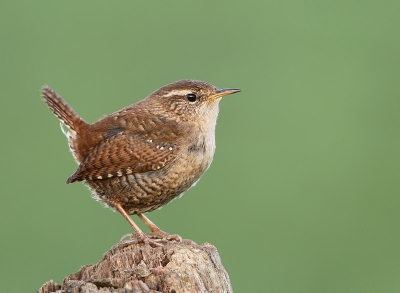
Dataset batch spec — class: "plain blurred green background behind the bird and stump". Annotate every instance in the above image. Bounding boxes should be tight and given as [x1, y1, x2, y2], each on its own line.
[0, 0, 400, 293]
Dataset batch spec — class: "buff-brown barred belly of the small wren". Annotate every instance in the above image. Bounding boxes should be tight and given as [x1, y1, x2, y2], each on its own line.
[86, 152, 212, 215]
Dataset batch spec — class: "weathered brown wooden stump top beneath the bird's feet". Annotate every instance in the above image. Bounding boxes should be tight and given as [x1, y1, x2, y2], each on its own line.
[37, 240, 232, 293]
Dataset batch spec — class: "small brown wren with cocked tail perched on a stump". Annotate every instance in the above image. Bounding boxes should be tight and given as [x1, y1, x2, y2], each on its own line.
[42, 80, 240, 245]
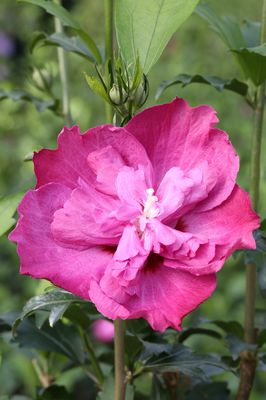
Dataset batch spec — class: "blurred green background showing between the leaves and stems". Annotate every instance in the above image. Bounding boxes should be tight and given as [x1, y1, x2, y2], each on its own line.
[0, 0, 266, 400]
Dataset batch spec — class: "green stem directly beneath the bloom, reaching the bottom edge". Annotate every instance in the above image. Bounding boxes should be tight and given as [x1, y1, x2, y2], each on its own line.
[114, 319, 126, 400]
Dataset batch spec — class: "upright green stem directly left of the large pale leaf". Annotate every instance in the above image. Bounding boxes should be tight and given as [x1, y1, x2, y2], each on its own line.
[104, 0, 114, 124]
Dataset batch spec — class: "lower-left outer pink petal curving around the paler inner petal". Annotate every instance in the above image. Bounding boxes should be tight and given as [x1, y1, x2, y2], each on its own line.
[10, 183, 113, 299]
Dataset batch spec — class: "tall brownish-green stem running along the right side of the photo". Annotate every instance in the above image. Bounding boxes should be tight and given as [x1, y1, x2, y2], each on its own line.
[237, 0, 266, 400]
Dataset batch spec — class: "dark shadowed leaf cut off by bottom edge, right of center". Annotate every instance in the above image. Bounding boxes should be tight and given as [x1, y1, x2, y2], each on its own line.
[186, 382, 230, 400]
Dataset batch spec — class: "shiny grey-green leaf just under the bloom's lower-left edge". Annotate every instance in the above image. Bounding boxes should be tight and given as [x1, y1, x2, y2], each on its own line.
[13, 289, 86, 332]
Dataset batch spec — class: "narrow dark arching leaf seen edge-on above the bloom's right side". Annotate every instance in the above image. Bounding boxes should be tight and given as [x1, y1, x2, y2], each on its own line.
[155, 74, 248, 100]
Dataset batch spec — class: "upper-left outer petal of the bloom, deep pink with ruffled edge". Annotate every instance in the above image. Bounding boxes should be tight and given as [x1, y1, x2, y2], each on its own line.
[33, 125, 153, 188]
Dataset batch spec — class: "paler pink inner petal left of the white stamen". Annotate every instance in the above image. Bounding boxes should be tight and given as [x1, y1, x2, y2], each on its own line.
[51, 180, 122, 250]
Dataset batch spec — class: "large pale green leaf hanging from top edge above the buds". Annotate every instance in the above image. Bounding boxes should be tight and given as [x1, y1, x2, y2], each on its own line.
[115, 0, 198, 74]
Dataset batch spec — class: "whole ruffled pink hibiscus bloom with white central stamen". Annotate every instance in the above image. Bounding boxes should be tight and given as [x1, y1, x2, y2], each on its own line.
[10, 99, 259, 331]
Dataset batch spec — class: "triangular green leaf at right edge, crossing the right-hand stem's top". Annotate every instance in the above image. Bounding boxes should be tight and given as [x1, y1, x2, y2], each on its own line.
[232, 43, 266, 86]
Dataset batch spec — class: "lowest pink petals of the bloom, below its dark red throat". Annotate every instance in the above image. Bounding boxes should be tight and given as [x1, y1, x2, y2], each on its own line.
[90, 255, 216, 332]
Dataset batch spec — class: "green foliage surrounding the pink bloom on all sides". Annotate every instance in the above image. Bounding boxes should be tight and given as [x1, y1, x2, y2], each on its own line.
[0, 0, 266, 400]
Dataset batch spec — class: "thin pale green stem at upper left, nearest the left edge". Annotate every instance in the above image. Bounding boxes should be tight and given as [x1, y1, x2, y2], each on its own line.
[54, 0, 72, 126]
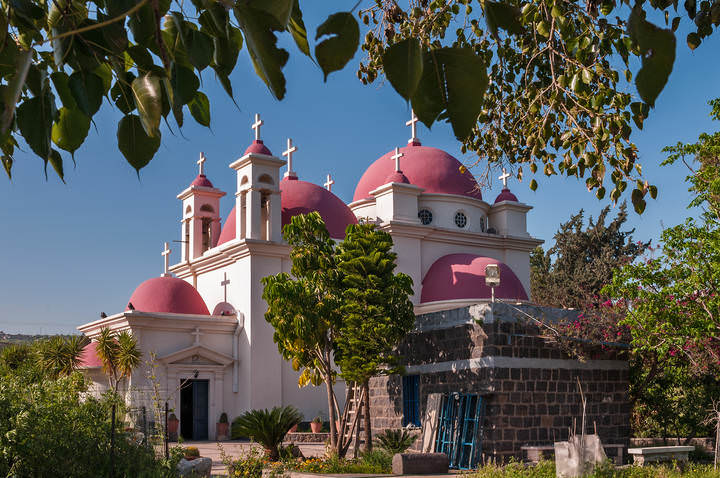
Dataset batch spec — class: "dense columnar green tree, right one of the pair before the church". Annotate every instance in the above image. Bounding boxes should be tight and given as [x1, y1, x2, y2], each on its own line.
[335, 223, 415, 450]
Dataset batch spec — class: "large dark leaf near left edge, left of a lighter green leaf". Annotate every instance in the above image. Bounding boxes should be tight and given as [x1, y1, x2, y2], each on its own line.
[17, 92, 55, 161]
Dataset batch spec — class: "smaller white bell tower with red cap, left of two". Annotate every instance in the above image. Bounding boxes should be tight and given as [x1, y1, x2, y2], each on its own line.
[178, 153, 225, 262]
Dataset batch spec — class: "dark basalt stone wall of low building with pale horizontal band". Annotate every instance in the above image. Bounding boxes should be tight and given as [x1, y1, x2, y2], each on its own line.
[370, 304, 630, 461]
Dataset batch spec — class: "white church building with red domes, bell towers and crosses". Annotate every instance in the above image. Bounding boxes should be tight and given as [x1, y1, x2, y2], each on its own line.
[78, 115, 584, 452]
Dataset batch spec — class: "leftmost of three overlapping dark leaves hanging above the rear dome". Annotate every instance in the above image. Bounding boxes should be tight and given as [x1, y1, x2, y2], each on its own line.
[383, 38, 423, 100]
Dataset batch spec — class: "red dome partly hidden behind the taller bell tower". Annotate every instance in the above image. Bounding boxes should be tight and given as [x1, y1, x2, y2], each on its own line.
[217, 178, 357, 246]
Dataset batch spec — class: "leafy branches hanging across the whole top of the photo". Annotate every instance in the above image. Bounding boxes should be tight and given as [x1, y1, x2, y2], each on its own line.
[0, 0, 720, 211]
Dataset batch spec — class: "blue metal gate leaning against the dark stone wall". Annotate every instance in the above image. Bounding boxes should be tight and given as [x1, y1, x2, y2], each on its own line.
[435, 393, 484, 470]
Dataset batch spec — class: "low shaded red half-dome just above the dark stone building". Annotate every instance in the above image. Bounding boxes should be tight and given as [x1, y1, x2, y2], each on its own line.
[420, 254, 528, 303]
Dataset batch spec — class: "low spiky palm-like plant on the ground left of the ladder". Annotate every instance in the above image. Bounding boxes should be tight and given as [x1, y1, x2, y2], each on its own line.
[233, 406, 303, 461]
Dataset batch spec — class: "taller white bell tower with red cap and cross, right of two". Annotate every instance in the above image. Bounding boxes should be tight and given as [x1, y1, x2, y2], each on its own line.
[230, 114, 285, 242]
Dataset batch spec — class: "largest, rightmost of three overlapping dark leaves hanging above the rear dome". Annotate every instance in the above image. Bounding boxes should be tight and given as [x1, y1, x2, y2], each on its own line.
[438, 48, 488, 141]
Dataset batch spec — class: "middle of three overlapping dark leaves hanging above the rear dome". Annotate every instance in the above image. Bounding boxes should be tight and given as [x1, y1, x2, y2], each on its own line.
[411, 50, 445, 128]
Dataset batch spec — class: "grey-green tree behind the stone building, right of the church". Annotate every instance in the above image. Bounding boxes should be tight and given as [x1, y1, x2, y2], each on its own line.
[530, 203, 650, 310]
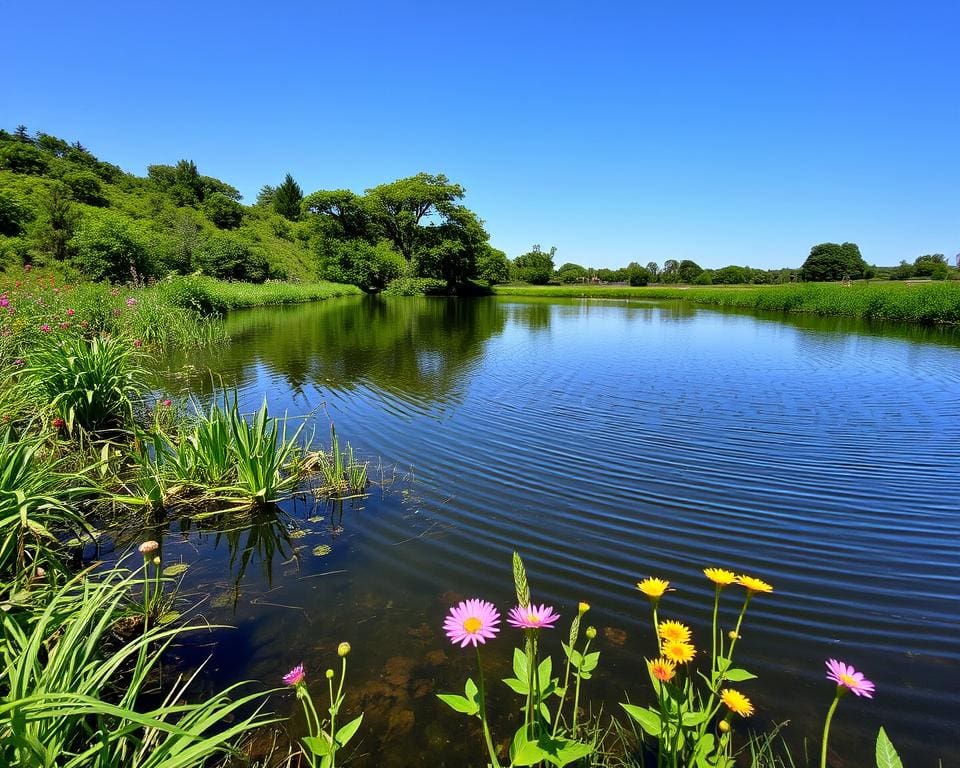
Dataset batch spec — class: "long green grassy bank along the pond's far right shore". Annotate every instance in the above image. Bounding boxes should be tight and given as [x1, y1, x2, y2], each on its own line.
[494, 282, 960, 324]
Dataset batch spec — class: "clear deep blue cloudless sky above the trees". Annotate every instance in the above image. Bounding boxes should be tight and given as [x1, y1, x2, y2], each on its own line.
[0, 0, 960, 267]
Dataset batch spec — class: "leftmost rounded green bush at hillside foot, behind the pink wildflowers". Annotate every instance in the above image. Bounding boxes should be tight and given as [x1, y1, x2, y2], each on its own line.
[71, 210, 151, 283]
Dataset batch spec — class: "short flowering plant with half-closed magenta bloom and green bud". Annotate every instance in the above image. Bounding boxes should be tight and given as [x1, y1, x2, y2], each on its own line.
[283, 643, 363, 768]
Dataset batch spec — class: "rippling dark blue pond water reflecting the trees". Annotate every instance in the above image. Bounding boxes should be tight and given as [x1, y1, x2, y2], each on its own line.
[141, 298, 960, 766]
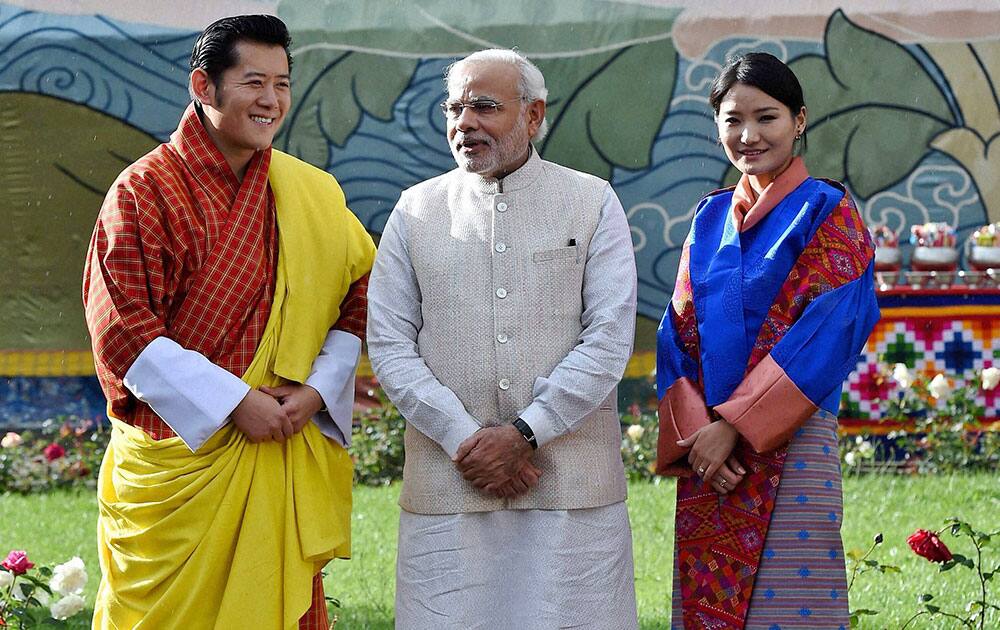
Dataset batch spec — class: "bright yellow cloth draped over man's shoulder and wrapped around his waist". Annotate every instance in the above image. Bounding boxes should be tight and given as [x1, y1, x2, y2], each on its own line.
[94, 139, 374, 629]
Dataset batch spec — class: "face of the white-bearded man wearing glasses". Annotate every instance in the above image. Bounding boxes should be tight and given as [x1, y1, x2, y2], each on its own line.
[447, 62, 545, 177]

::::

### Assignment
Your answer must be only the lines from the one that holds "flowering plant with" to the end of the listing, each restated word for word, with both ends kept and pictures left out.

### Your solution
Dataset batch spec — class: "short flowering plant with half-closed magenta bloom and green bud". Annotate every instance in the above image. Bounding boxes should be tight and given as [x1, y1, x2, y2], each on its own line.
[283, 643, 363, 768]
Dataset batch spec — class: "rippling dark blue pond water reflecting the trees". Annotate every instance in the above image. Bounding boxes should be tight and given as [x1, y1, x2, y2], each on its own line.
[141, 298, 960, 766]
Dataset batch spec — class: "bright yellow cloth draped over man's shoulder and wrapped around his waist". Annotate every instance in the above image. Bounding boxes should be tight and given as [x1, y1, x2, y2], each on its own line.
[94, 139, 374, 629]
Dataset batch spec — class: "face of the white-bearded man wearing glasses". Annotate every instance in the above image. Bounding boxes should be tight and given as [x1, y1, x2, y2], each on its own line.
[447, 62, 545, 177]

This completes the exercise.